Da wären einerseits die konkreten Verbesserungen bei Bürgerrechten. Während dies in Großbritannien und Deutschland eine reine Erfolgsgeschichte ist, sah Clinton in den USA die Notwendigkeit, seine rechte Flanke durch das restriktive (und dankenswerterweise von Obama beendete) „Don’t ask, don’t tell“-Gesetz, das sich gegen Homosexuelle im Militär richtete, abzudecken. Insgesamt jedoch wurde von allen Drittweglern viel getan, um die Situation von Gruppen zu verbessern, die den klassischen New Dealern immer durchs Netz gegangen waren: Frauen, Schwarze und Einwanderer, Homosexuelle, Kinder.

So reformierten alle Drittwegler das Familienrecht auf eine Weise, das Frauen größere Autonomie als bisher einräumte und die dominante Stellung des Mannes einschränkte (wenngleich nicht beseitigte). Dies wurde von den Konservativen nicht zu Unrecht als Angriff auf das klassische Familienmodell empfunden. Man denke nur daran, wie oft in rot-grünen Reformdebatten die Idee der Abschaffung des Ehegattensplittings auftaucht! Gleichzeitig gab es eine Reihe von Förderprogrammen für Frauen, von Quotenregelungen im Öffentlichen Dienst („werden bei gleicher Eignung bevorzugt eingestellt“), die Leuchtturmwirkung für die Privatwirtschaft hatten, entsprechenden Förderprogrammen, einer staatlichen Förderung von „Frauenanliegen“ (die Aufnahme von Gender Studies und Queer Theory etwa fällt in die Ära der Drittwegler) und so weiter. Wie in jedem Abschnitt der menschlichen Geschichte ist dies nicht frei von Widersprüchen abgelaufen. Schröder, Blair und Clinton waren alle drei nicht eben die emanzipiertesten Zeitgenossen (man denke an Clintons Affären oder Schröders „Familie, Frauen und Gedöns“). Aber die Drittwegler ermächtigten eine neue Generation von hungrigen Funktionären unterhalb der immer noch vergleichsweise klassisch geprägten Führungsriege, die mit neuen policy-Ansätzen aufwarteten und in den von Drittweglern geleiteten Ministerien die Chance auf Umsetzung erhielten.

- - -

◆ Schriftliche Aufgabe A ◆
Gib bitte die Stelle im Ausgangstext zwischen „Da wären einerseits“ und „Einwanderer, Homosexuelle, Kinder.“, beide eingeschlossen, wortgetreu wieder.
◆ Schriftliche Aufgabe B ◆
Fasse den Ausgangstext in zwei Sätzen zusammen.
◆ Schriftliche Aufgabe C ◆
Welches Gesetz hat Obama laut dem Ausgangstext beendet?

[Einträge zum Zeigen auf benannte Objekte]
- - -

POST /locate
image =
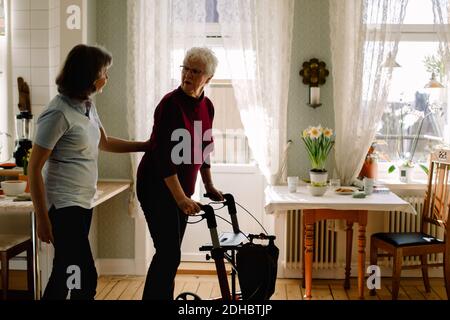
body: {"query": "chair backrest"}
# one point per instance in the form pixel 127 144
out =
pixel 437 200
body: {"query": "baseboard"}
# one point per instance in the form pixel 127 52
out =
pixel 339 272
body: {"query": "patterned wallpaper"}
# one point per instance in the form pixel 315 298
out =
pixel 311 39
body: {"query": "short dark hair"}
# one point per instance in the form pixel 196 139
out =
pixel 81 68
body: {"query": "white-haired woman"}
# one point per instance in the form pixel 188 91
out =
pixel 168 171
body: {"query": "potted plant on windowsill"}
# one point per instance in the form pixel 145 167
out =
pixel 318 142
pixel 406 163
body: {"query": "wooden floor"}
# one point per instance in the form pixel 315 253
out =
pixel 206 286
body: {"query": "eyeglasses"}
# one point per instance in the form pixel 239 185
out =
pixel 194 71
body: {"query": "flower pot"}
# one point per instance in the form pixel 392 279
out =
pixel 317 191
pixel 318 178
pixel 369 169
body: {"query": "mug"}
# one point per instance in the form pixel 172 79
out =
pixel 368 185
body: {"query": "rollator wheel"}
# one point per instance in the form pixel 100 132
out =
pixel 188 296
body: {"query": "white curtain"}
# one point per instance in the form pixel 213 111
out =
pixel 441 11
pixel 159 33
pixel 362 37
pixel 257 36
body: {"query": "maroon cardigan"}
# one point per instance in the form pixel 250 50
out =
pixel 176 110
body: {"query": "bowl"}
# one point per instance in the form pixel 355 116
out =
pixel 13 188
pixel 317 191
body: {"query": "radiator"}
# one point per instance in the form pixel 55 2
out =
pixel 397 221
pixel 325 243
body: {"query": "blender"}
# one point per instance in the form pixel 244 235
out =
pixel 24 132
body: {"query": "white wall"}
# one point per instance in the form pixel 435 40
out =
pixel 246 184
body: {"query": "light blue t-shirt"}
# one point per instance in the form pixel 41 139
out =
pixel 71 172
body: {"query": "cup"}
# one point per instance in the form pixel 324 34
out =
pixel 368 185
pixel 335 183
pixel 292 184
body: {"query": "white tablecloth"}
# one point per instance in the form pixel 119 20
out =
pixel 8 205
pixel 279 199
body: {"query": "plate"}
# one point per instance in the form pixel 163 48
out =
pixel 345 190
pixel 7 165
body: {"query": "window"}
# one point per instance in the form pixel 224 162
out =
pixel 416 118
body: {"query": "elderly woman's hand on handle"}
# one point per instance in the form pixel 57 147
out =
pixel 188 206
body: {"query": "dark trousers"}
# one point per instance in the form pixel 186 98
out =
pixel 167 224
pixel 73 263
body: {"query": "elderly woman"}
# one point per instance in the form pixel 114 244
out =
pixel 168 171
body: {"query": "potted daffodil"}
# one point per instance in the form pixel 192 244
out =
pixel 318 143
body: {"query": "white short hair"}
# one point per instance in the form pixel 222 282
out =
pixel 205 55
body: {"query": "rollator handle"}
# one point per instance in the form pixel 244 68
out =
pixel 209 215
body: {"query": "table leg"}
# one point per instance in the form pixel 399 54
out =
pixel 309 245
pixel 361 258
pixel 36 271
pixel 348 254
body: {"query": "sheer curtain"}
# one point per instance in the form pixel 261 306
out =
pixel 362 37
pixel 441 10
pixel 257 37
pixel 159 33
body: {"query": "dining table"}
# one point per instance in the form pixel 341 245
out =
pixel 332 205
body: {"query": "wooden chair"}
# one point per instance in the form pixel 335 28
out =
pixel 435 212
pixel 10 246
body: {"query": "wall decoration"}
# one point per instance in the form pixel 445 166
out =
pixel 314 74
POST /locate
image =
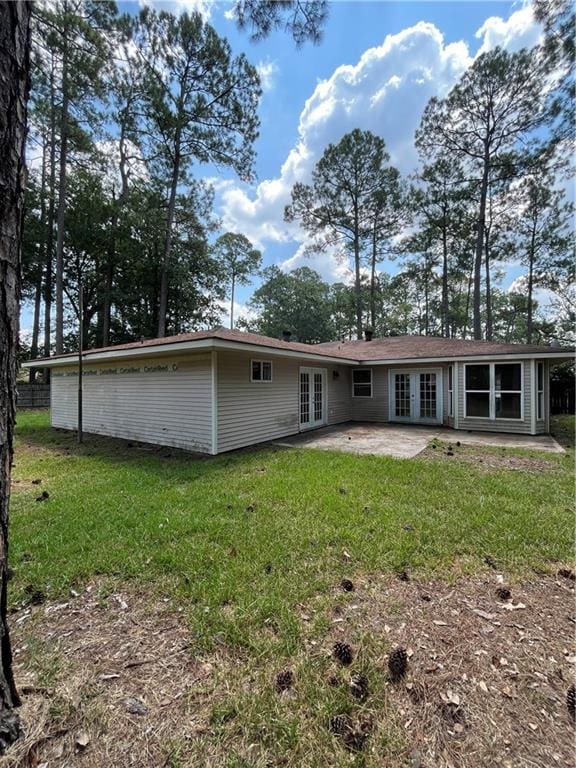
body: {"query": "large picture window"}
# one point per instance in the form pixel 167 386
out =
pixel 493 391
pixel 508 391
pixel 478 391
pixel 362 382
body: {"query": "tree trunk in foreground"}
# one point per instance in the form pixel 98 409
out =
pixel 14 85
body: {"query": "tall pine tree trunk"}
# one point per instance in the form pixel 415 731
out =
pixel 357 282
pixel 61 218
pixel 489 330
pixel 14 77
pixel 373 281
pixel 50 227
pixel 38 287
pixel 164 273
pixel 479 249
pixel 530 310
pixel 233 286
pixel 445 302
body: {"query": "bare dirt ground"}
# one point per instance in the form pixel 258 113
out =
pixel 111 678
pixel 489 460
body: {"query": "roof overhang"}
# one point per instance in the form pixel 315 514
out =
pixel 552 355
pixel 208 345
pixel 181 347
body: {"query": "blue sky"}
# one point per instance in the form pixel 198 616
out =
pixel 376 68
pixel 378 65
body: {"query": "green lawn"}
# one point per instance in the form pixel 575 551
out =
pixel 242 538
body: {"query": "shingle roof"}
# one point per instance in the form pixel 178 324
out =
pixel 407 347
pixel 387 348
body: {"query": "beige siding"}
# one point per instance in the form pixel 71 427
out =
pixel 373 408
pixel 165 401
pixel 376 408
pixel 498 425
pixel 254 412
pixel 542 425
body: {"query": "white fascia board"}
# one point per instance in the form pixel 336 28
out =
pixel 472 358
pixel 182 348
pixel 211 344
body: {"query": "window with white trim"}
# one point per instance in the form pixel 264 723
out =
pixel 540 391
pixel 477 395
pixel 493 390
pixel 362 382
pixel 508 391
pixel 261 370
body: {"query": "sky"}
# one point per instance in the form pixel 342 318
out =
pixel 376 68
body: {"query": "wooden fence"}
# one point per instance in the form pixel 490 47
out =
pixel 32 395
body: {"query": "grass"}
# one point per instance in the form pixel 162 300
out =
pixel 241 539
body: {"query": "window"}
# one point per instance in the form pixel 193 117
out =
pixel 478 391
pixel 261 370
pixel 362 382
pixel 508 391
pixel 493 391
pixel 540 392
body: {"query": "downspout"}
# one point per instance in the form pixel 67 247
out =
pixel 214 403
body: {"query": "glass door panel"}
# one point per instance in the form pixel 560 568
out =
pixel 402 399
pixel 304 398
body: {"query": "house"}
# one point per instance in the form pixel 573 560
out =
pixel 215 391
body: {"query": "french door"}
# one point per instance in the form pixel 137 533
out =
pixel 312 397
pixel 416 396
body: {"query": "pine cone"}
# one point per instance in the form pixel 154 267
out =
pixel 343 652
pixel 571 701
pixel 403 575
pixel 284 680
pixel 347 585
pixel 340 724
pixel 355 738
pixel 397 664
pixel 359 686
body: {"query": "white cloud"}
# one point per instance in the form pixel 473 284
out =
pixel 520 30
pixel 331 265
pixel 204 7
pixel 385 92
pixel 267 71
pixel 241 312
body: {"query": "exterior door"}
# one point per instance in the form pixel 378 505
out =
pixel 312 397
pixel 416 396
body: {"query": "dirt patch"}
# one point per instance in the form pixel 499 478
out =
pixel 112 678
pixel 488 460
pixel 487 677
pixel 105 681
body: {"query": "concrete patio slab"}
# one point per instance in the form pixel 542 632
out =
pixel 405 441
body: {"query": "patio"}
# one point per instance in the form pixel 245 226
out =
pixel 406 441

- - -

◆ Lösung der Aufgabe A ◆
Da wären einerseits die konkreten Verbesserungen bei Bürgerrechten. Während dies in Großbritannien und Deutschland eine reine Erfolgsgeschichte ist, sah Clinton in den USA die Notwendigkeit, seine rechte Flanke durch das restriktive (und dankenswerterweise von Obama beendete) „Don’t ask, don’t tell“-Gesetz, das sich gegen Homosexuelle im Militär richtete, abzudecken. Insgesamt jedoch wurde von allen Drittweglern viel getan, um die Situation von Gruppen zu verbessern, die den klassischen New Dealern immer durchs Netz gegangen waren: Frauen, Schwarze und Einwanderer, Homosexuelle, Kinder.

◆ Lösung der Aufgabe B ◆
Die Drittwegler verbesserten die Lage von Gruppen, die den klassischen New Dealern durchs Netz gegangen waren, darunter Frauen, Schwarze, Einwanderer, Homosexuelle und Kinder, wobei Clinton in den USA seine rechte Flanke mit dem „Don’t ask, don’t tell“-Gesetz abdeckte. Sie reformierten das Familienrecht zugunsten größerer Autonomie der Frauen, führten Quotenregelungen und Förderprogramme ein und ermächtigten trotz der wenig emanzipierten Schröder, Blair und Clinton eine neue Generation von Funktionären mit neuen policy-Ansätzen.

◆ Lösung der Aufgabe C ◆
Das „Don’t ask, don’t tell“-Gesetz, das sich gegen Homosexuelle im Militär richtete.